Reading passage =>
════════

This ETF Should Be Crushing the Market. Here's Why It Might Finally Be About To

Source The Motley Fool

Key Points

  • In contrast to traditional ETFs weighted by market capitalization, the Invesco S&P 500 Equal Weight ETF holds equally sized positions in the roughly 500 stocks it owns.

  • Based on long-term performance, that should be a winning strategy, albeit with some increased volatility.

  • Yet markets have been behaving much differently from historical norms.

  • 10 stocks we like better than Invesco S&P 500 Equal Weight ETF ›

The whole purpose of exchange-traded funds is to give investors easier access to a basket of different stocks in a single investment vehicle. When ETFs have a sizable chunk of their assets invested in just a handful of different stocks, it undercuts their usefulness for investors. At some point, when an ETF gets too concentrated, you might as well just go out and buy the individual stocks with the largest positions and call it good.

════════

Information shown =>
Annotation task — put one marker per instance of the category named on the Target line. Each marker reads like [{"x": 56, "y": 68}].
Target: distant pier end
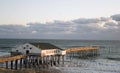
[{"x": 82, "y": 52}]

════════

What is being asked => In two sentences, what does the article on the equal-weight ETF say?

Output => Unlike ETFs weighted by market capitalization, the Invesco S&P 500 Equal Weight ETF holds equally sized positions in roughly 500 stocks, a strategy that long-term performance suggests should win despite somewhat higher volatility, though markets have been behaving much differently from historical norms. Since ETFs exist to give investors easy access to a basket of stocks, heavy concentration in a handful of them undercuts that usefulness, to the point where one might as well buy the largest holdings individually.